I wouldn't know, we're playing dark heresy. We're overworked, short staffed and under equipped, there is a potential daemon incursion brewing, local lord inquisitor is a heretic, there is a suspected traitor in the retinue and necrons riding across the sector. I don't here time for that shit
The #1 thing I've learned about comfy is safety and security.
You need both a safe place which is virtually untouchable (barring the no-holds-barred final story arc) and a figure which they deem to be untouchable. Like a physical manifestation of a God/Goddess.
On top of a place of safety, some humor is good too. A skilled but slightly bumbling offical, a foppish but golden-hearted noble, a stuttering but loyal squire - NPCs the PCs will remember. It can also take the edge off of a really grimdark campaign. Imagine a Dark Heresy game with a Tzeentch cult that's still working towards personal choice after years of unquestioning office work.

*Record list*.
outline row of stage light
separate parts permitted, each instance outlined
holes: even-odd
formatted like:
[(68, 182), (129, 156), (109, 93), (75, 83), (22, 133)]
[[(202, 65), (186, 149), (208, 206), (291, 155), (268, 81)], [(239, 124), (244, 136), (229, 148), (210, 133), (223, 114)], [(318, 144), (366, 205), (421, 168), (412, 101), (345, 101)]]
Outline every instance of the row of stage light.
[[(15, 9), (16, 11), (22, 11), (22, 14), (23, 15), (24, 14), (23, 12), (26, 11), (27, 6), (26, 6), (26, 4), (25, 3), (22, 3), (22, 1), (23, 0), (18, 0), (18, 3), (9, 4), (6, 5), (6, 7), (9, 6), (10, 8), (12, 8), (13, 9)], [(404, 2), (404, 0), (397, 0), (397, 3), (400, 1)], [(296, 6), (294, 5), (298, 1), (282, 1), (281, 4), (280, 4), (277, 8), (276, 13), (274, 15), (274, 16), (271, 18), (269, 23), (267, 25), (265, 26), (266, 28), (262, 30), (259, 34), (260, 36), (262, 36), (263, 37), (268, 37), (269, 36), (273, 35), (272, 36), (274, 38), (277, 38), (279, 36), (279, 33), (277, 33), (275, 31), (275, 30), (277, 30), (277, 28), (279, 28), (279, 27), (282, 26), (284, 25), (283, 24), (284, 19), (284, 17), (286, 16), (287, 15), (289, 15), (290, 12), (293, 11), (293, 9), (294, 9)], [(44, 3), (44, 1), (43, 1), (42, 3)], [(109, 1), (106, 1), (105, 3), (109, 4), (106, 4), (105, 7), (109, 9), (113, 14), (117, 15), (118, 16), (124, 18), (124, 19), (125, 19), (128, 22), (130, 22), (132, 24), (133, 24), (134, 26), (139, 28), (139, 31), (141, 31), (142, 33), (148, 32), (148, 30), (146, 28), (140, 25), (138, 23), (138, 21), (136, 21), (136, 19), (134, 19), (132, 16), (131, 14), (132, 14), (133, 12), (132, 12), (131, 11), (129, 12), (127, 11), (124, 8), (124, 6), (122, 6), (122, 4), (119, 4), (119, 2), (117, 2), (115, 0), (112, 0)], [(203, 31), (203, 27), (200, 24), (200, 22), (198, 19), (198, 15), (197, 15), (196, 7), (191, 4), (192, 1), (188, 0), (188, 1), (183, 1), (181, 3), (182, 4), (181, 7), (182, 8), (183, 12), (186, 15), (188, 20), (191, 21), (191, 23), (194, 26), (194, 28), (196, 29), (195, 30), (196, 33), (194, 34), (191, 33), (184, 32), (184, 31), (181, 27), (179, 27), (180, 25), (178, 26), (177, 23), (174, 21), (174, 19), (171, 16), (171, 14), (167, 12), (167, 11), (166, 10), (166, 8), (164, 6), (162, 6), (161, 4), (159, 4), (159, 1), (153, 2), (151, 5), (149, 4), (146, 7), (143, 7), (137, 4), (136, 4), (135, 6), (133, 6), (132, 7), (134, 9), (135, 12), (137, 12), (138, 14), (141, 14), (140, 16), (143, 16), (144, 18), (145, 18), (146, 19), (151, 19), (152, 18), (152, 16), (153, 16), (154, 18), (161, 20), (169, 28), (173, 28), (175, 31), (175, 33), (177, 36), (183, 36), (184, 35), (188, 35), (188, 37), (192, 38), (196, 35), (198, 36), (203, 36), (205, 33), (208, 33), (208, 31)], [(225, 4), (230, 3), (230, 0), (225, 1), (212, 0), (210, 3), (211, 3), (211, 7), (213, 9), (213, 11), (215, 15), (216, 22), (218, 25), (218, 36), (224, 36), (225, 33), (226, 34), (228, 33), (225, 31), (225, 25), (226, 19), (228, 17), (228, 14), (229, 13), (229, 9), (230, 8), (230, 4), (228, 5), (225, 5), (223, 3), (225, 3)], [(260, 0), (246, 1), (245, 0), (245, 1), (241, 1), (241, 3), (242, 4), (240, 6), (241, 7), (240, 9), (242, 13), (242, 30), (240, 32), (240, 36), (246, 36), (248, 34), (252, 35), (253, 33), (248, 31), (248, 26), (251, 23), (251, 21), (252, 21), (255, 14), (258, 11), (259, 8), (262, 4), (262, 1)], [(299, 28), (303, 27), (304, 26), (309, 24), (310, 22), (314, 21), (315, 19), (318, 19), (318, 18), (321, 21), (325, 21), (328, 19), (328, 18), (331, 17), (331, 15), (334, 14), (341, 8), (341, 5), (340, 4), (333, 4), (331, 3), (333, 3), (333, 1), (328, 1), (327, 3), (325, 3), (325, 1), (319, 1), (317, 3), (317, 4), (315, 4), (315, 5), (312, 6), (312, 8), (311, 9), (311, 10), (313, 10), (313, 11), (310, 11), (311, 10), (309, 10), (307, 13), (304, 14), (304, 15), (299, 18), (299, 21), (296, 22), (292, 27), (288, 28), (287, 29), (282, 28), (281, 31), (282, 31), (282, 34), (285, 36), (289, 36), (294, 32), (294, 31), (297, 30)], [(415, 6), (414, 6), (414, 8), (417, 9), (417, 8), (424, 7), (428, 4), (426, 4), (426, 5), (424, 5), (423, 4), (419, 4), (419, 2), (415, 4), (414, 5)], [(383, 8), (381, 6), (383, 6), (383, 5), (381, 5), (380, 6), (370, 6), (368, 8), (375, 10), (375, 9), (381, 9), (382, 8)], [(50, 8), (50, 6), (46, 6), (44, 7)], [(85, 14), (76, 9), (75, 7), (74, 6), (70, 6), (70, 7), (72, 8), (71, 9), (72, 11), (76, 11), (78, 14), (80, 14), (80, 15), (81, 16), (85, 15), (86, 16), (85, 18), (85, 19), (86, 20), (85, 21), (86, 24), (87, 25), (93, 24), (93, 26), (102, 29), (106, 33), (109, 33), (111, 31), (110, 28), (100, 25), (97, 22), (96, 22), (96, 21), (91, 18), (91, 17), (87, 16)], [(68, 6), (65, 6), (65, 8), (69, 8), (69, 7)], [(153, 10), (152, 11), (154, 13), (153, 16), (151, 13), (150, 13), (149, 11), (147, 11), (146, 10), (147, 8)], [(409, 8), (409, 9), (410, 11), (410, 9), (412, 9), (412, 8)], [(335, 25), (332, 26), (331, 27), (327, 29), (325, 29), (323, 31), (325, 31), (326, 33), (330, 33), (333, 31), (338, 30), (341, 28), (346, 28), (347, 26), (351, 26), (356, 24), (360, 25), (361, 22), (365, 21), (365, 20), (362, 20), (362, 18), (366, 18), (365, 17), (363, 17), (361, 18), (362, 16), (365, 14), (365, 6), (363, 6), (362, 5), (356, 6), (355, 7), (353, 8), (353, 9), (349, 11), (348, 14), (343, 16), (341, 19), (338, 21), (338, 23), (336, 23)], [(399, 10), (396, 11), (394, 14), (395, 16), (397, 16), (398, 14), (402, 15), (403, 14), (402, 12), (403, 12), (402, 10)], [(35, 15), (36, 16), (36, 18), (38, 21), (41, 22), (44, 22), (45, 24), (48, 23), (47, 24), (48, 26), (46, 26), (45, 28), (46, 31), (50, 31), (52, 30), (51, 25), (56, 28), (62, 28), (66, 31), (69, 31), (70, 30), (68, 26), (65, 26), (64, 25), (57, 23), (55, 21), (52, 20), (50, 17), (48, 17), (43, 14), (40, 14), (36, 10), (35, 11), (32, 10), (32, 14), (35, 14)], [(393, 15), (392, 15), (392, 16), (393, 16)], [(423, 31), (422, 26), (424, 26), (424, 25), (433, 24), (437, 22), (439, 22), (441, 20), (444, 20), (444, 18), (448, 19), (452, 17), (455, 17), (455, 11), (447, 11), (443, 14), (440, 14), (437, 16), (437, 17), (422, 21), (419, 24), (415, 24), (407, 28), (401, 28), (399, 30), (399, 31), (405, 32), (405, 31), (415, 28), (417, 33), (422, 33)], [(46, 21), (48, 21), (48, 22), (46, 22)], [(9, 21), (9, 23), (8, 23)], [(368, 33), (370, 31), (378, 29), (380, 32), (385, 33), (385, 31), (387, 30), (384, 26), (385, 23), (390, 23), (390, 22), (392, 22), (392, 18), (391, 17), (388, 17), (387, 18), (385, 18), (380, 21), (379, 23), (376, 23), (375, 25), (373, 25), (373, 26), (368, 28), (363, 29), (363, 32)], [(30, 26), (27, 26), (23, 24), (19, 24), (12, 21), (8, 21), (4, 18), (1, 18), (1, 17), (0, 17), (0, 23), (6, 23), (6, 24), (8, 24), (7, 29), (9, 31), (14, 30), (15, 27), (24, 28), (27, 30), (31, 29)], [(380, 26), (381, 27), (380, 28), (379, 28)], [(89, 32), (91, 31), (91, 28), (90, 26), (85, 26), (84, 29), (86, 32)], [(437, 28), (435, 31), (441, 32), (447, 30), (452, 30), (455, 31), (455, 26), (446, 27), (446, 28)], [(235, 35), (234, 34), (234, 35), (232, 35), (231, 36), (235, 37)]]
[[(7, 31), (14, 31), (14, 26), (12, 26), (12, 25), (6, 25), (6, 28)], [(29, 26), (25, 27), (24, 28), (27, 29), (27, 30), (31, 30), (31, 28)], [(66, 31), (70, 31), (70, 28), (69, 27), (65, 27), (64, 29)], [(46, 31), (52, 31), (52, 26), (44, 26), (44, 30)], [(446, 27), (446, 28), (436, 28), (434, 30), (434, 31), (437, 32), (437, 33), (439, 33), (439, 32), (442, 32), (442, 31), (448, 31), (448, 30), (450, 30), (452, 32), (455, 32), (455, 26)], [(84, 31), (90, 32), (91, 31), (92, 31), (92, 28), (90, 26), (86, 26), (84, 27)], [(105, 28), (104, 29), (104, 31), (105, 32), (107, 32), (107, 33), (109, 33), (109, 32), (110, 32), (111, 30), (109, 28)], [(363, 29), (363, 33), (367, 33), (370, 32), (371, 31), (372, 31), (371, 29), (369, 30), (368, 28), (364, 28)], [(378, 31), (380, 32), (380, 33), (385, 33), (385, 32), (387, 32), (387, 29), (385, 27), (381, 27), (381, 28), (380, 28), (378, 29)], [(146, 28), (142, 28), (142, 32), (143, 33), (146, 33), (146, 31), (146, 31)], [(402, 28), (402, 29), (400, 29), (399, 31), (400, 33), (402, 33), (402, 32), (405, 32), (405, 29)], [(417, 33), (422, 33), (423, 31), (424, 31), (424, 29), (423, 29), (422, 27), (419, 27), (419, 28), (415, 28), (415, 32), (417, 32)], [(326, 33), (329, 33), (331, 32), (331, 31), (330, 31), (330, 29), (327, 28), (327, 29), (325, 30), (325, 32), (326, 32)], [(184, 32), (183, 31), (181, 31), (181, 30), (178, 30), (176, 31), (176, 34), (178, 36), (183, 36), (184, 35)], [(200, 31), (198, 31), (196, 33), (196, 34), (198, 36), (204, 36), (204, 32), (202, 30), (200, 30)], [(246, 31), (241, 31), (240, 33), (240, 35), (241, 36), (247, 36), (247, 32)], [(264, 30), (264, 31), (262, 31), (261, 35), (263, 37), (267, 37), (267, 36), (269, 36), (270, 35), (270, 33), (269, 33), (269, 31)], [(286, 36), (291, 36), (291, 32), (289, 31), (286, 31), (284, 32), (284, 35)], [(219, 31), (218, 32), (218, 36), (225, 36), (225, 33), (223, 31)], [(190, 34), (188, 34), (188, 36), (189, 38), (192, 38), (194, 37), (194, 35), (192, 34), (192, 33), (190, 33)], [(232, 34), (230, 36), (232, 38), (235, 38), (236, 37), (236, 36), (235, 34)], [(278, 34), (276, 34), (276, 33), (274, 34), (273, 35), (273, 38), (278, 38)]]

*Written problem*.
Copy out the whole passage about comfy campaigns above, word for word.

*Answer*.
I wouldn't know, we're playing dark heresy. We're overworked, short staffed and under equipped, there is a potential daemon incursion brewing, local lord inquisitor is a heretic, there is a suspected traitor in the retinue and necrons riding across the sector. I don't here time for that shit
The #1 thing I've learned about comfy is safety and security.
You need both a safe place which is virtually untouchable (barring the no-holds-barred final story arc) and a figure which they deem to be untouchable. Like a physical manifestation of a God/Goddess.
On top of a place of safety, some humor is good too. A skilled but slightly bumbling offical, a foppish but golden-hearted noble, a stuttering but loyal squire - NPCs the PCs will remember. It can also take the edge off of a really grimdark campaign. Imagine a Dark Heresy game with a Tzeentch cult that's still working towards personal choice after years of unquestioning office work.